Begin Selected extract
Gardeners admire Seattle native Arthur Lee Jacobson for his vast knowledge and insatiable curiosity. His garden in the Montlake neighborhood reflects those strengths as well as his penchant for teaching what he knows. Even weeds have a place here, and Jacobson eagerly shares wisdom about each plant's special characteristics.

EVEN IN A garden community rich in characters, native Seattleite Arthur Lee Jacobson stands out. Jacobson is so steeped in the wonders of plant life that he seems to live in a world more verdant than most of us can even imagine.

Walking along a sidewalk with Jacobson is an experience. He'll all of a sudden bend down, snatch an unlikely shred of greenery poking up through the concrete, and wave it about, extolling its nutrient properties and declaring it fit for the salad bowl.

A natural forager and tireless scholar, Jacobson has acquired an encyclopedic store of knowledge about plants from the cultivated to the wild. His award-winning tome, "North American Landscape Trees," runs to nearly 750 pages, while his Web site (www.arthurleej.com/) includes dozens of articles on topics that catch his fancy, including "Leaves Worth Smelling" and "Special Ballard Trees." Jacobson is perennially curious and thoroughly engaged in our city's flora, whether he's leading a graveyard tree tour or bicycling around the city delivering copies of his books.
End Selected extract
### Required task 1
In the profile of Arthur Lee Jacobson, reproduce the passage from "Walking along a" up to and including "the salad bowl.", substituting "footpath" for "sidewalk".
### Required task 2
List every title that appears in quotation marks in the profile of Arthur Lee Jacobson.
The data plays no part in this work.
Begin Given material
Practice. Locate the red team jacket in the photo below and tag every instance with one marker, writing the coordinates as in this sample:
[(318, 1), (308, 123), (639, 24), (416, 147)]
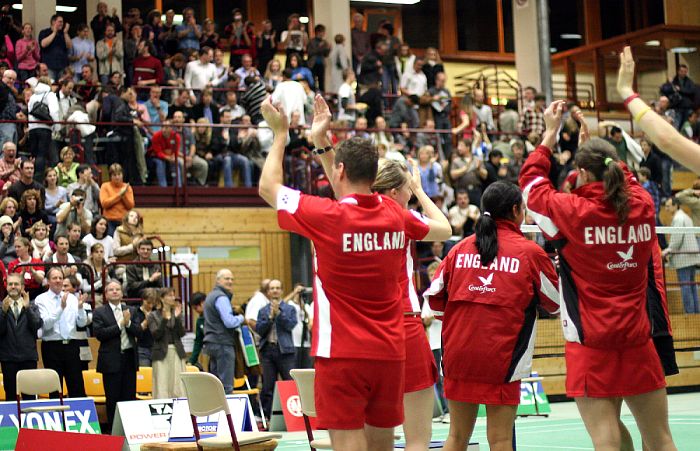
End Given material
### Full response 1
Walking along a footpath with Jacobson is an experience. He'll all of a sudden bend down, snatch an unlikely shred of greenery poking up through the concrete, and wave it about, extolling its nutrient properties and declaring it fit for the salad bowl.

### Full response 2
- North American Landscape Trees
- Leaves Worth Smelling
- Special Ballard Trees